The primary connection between heartburn and headache is that medications used to treat each condition may lead to the other. Foods may also have this effect, as in the case of caffeine. In some medical conditions, a headache and heartburn may occur together, although this is usually caused by treatment of the condition rather than by the illness itself. One exception is irritable bowel syndrome, which very occasionally may cause headaches in sufferers.
Most people suffer from heartburn and headache pain on occasion. These conditions normally exhibit themselves separately and are unrelated, but when certain medications are used, both may be experienced together. Many migraine medications have been known to list headache as a side effect. Additionally, some heartburn treatments can also lead to mild to severe headaches if taken long-term or in large amounts.
There are also foods which link heartburn with headaches. Caffeine, for instance, has been shown to reduce migraine pain in some people, but has also been linked to digestive upset including heartburn. This is especially true in drinks like soda and coffee, both of which are irritants to the stomach and esophagus. Patients who use caffeine to treat headache pain may need to find alternate treatments if heartburn is the result. The effectiveness of using caffeinated foods and drinks for this purpose does not usually outweigh the potential discomfort of heartburn or indigestion.
In some rare cases, patients who suffer from irritable bowel syndrome have reported frequent headaches as part of their symptoms. This is not necessarily a side effect of the syndrome itself, but may be caused by the stress sufferers of the condition deal with. Once dietary changes are made and digestive upset is lessened, headaches often subside without further treatment. An over the counter medication may be used in the meantime.

- WORK ORDER A:
Write out the part of the heartburn and headache article starting with "In some rare" and going on through "in the meantime.".
- WORK ORDER B:
Condense the heartburn and headache article's paragraph that opens "In some rare cases" into a short bulleted list, keeping its main facts.

- GIVEN INFORMATION:
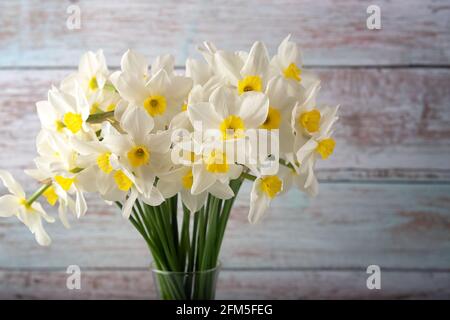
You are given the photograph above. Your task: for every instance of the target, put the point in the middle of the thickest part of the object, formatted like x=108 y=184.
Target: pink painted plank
x=394 y=123
x=347 y=226
x=136 y=284
x=413 y=32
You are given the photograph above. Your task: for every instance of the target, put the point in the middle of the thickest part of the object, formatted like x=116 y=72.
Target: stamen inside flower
x=292 y=72
x=271 y=186
x=50 y=195
x=59 y=125
x=326 y=147
x=216 y=162
x=155 y=105
x=310 y=120
x=122 y=181
x=187 y=180
x=25 y=203
x=103 y=162
x=65 y=183
x=232 y=127
x=273 y=119
x=138 y=156
x=93 y=84
x=250 y=83
x=111 y=107
x=73 y=121
x=95 y=108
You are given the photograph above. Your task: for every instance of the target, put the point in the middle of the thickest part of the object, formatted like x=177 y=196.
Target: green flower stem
x=286 y=164
x=38 y=193
x=100 y=117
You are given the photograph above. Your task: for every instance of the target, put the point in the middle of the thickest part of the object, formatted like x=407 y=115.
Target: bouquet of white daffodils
x=150 y=139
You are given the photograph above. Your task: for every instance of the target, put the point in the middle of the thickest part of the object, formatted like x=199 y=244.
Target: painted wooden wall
x=385 y=193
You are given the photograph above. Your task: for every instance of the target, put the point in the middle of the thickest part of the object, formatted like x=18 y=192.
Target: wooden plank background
x=385 y=193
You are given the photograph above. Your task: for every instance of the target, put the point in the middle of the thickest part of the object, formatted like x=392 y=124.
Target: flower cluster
x=149 y=133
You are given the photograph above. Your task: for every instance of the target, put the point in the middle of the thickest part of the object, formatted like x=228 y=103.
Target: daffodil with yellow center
x=122 y=181
x=64 y=182
x=95 y=108
x=187 y=180
x=93 y=84
x=138 y=156
x=50 y=195
x=73 y=121
x=232 y=127
x=111 y=107
x=59 y=125
x=23 y=202
x=155 y=105
x=216 y=162
x=325 y=147
x=271 y=186
x=292 y=72
x=310 y=120
x=250 y=83
x=273 y=119
x=104 y=163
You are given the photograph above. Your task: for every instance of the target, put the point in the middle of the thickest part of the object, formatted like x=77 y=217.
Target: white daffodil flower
x=30 y=214
x=98 y=173
x=229 y=115
x=161 y=94
x=141 y=152
x=209 y=167
x=64 y=164
x=55 y=193
x=65 y=113
x=91 y=76
x=264 y=190
x=280 y=113
x=245 y=72
x=308 y=151
x=180 y=180
x=288 y=63
x=309 y=118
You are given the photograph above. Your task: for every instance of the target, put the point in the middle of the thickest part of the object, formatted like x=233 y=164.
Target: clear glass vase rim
x=216 y=268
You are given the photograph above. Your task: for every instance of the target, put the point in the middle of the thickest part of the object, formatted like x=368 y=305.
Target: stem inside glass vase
x=197 y=285
x=185 y=247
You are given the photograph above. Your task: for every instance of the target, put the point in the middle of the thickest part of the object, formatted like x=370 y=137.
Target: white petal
x=80 y=204
x=165 y=62
x=257 y=62
x=180 y=87
x=228 y=65
x=137 y=123
x=11 y=184
x=258 y=203
x=134 y=63
x=202 y=179
x=221 y=191
x=155 y=198
x=128 y=205
x=193 y=203
x=203 y=116
x=8 y=205
x=254 y=109
x=159 y=83
x=225 y=101
x=160 y=142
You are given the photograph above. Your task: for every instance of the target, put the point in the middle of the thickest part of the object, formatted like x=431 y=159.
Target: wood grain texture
x=394 y=123
x=138 y=284
x=34 y=33
x=399 y=226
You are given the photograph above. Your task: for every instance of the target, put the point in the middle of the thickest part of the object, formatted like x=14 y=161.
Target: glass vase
x=196 y=285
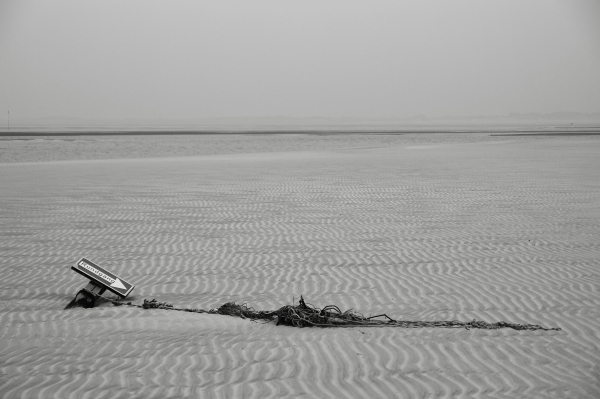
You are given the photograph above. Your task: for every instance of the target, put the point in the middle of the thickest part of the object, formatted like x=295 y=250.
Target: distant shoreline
x=579 y=132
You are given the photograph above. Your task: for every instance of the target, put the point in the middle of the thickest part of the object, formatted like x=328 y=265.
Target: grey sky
x=192 y=59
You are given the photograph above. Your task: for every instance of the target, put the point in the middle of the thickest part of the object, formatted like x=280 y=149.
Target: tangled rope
x=305 y=315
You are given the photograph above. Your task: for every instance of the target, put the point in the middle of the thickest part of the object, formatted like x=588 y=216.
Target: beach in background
x=420 y=226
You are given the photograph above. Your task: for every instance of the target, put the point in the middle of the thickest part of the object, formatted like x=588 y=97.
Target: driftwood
x=306 y=315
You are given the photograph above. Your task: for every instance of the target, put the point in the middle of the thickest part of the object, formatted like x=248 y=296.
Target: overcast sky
x=193 y=59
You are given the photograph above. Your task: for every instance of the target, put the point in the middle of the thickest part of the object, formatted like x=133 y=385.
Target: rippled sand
x=421 y=227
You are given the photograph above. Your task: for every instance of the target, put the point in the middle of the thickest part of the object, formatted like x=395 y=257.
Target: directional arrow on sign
x=118 y=284
x=102 y=276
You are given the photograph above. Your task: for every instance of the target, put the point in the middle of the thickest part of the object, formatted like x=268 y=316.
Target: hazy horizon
x=151 y=60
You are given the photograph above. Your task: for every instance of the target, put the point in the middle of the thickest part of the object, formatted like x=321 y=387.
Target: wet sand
x=420 y=227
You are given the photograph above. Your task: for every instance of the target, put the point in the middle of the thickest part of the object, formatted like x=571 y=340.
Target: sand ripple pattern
x=492 y=231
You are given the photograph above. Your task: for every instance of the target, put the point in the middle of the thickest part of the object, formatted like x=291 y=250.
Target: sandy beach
x=417 y=226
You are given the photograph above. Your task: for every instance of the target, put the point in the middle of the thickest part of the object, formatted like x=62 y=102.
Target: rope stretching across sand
x=330 y=316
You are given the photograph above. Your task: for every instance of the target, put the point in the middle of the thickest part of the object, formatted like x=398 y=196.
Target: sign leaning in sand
x=109 y=280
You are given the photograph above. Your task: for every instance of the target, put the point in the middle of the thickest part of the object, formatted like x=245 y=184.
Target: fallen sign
x=100 y=281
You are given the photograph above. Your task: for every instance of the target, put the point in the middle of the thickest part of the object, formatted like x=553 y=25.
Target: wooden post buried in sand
x=100 y=281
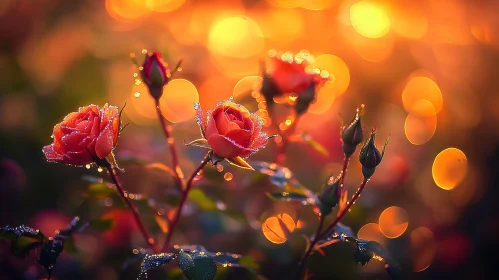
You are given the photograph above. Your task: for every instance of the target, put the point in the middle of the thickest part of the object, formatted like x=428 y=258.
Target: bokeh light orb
x=423 y=248
x=369 y=19
x=276 y=228
x=449 y=168
x=421 y=122
x=371 y=232
x=393 y=221
x=178 y=100
x=338 y=72
x=237 y=36
x=164 y=6
x=419 y=87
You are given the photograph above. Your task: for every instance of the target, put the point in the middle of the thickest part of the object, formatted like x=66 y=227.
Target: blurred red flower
x=81 y=136
x=231 y=131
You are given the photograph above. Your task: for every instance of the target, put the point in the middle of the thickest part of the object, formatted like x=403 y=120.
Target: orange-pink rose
x=231 y=131
x=84 y=135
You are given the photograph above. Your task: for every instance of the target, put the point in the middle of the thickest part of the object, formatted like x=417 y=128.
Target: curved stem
x=171 y=143
x=305 y=257
x=319 y=236
x=136 y=216
x=281 y=150
x=183 y=199
x=347 y=207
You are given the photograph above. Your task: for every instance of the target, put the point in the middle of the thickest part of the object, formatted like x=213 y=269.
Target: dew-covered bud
x=155 y=74
x=370 y=156
x=352 y=134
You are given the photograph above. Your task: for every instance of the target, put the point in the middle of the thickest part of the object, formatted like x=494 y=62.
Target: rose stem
x=281 y=150
x=183 y=199
x=332 y=225
x=305 y=257
x=171 y=143
x=143 y=230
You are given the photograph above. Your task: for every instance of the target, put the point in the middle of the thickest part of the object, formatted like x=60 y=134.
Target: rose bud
x=231 y=132
x=330 y=195
x=351 y=134
x=288 y=74
x=370 y=156
x=85 y=136
x=155 y=74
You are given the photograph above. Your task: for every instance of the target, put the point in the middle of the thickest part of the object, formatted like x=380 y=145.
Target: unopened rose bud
x=352 y=134
x=155 y=74
x=330 y=195
x=370 y=156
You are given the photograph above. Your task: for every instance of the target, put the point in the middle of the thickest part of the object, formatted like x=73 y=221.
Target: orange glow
x=273 y=230
x=371 y=232
x=238 y=37
x=421 y=123
x=369 y=19
x=164 y=6
x=393 y=221
x=247 y=85
x=284 y=26
x=410 y=24
x=126 y=9
x=178 y=99
x=420 y=87
x=323 y=101
x=338 y=71
x=316 y=5
x=423 y=248
x=449 y=168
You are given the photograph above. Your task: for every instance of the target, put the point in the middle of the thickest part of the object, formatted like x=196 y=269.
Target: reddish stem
x=280 y=156
x=305 y=257
x=332 y=225
x=132 y=207
x=183 y=199
x=171 y=143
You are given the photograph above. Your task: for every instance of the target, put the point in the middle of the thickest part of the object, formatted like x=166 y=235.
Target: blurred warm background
x=426 y=70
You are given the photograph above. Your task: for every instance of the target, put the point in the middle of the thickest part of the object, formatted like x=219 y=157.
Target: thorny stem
x=332 y=225
x=281 y=150
x=305 y=257
x=136 y=216
x=183 y=199
x=171 y=143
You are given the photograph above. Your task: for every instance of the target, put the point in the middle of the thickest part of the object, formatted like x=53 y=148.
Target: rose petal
x=51 y=155
x=227 y=148
x=240 y=136
x=72 y=141
x=105 y=142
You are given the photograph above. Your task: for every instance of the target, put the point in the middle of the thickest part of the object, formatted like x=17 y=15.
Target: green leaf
x=278 y=175
x=197 y=265
x=240 y=162
x=153 y=261
x=102 y=224
x=99 y=191
x=202 y=201
x=53 y=248
x=292 y=197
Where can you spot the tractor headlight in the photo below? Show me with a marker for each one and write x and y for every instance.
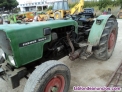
(2, 53)
(11, 60)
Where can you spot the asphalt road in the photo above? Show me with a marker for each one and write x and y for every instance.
(90, 72)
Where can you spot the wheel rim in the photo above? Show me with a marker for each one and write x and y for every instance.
(112, 39)
(56, 84)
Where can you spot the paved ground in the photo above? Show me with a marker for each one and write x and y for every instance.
(90, 72)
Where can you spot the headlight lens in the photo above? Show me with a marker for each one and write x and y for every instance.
(11, 60)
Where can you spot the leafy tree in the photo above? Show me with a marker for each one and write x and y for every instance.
(8, 4)
(120, 2)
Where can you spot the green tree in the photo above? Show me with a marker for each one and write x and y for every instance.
(8, 4)
(120, 2)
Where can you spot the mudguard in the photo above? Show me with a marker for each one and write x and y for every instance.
(97, 29)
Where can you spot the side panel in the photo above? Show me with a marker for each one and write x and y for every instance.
(27, 40)
(97, 29)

- TASK OUTPUT A:
In some rare cases, patients who suffer from irritable bowel syndrome have reported frequent headaches as part of their symptoms. This is not necessarily a side effect of the syndrome itself, but may be caused by the stress sufferers of the condition deal with. Once dietary changes are made and digestive upset is lessened, headaches often subside without further treatment. An over the counter medication may be used in the meantime.

- TASK OUTPUT B:
- In rare cases, people with irritable bowel syndrome report frequent headaches among their symptoms.
- These headaches may come from the stress of living with the condition rather than from the syndrome itself.
- Once dietary changes ease the digestive upset, the headaches often go away without further treatment.
- An over-the-counter medication may be used in the meantime.